Put each line of the items below into a Markdown table with two columns, Row and Line, numbering the rows and skipping blank lines. Leave the pictures out of the table.

BEGIN Record list

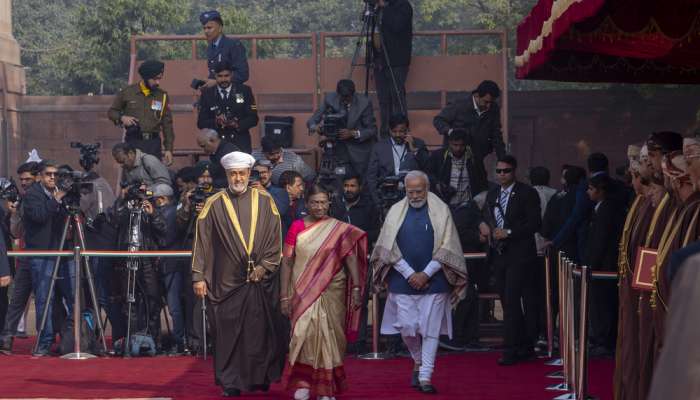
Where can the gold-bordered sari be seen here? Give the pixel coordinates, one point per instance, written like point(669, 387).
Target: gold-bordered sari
point(322, 317)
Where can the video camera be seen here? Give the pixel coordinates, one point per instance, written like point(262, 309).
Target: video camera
point(88, 154)
point(332, 122)
point(8, 190)
point(75, 184)
point(136, 193)
point(391, 189)
point(254, 177)
point(200, 194)
point(197, 83)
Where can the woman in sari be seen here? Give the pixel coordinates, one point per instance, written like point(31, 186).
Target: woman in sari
point(323, 278)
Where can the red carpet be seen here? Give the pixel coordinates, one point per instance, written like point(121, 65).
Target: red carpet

END Record list

Worked answer:
| Row | Line |
|---|---|
| 1 | Where can the gold-bordered sari be seen here? Give the pixel coordinates, one point per instance, written like point(669, 387). |
| 2 | Target: gold-bordered sari |
| 3 | point(322, 317) |
| 4 | Where can the video camera be seen here? Give the pixel coordinates, one point per instance, written like point(262, 309). |
| 5 | Target: video camera |
| 6 | point(88, 154) |
| 7 | point(332, 122) |
| 8 | point(8, 190) |
| 9 | point(75, 184) |
| 10 | point(136, 193) |
| 11 | point(391, 189) |
| 12 | point(254, 177) |
| 13 | point(200, 194) |
| 14 | point(197, 83) |
| 15 | Where can the woman in sari be seen here? Give the pixel coordinates, one point per instance, written like point(31, 186). |
| 16 | Target: woman in sari |
| 17 | point(323, 278) |
| 18 | Where can the red carpet be seen here? Give the pixel coordinates, one point per instance, written like point(121, 65). |
| 19 | Target: red carpet |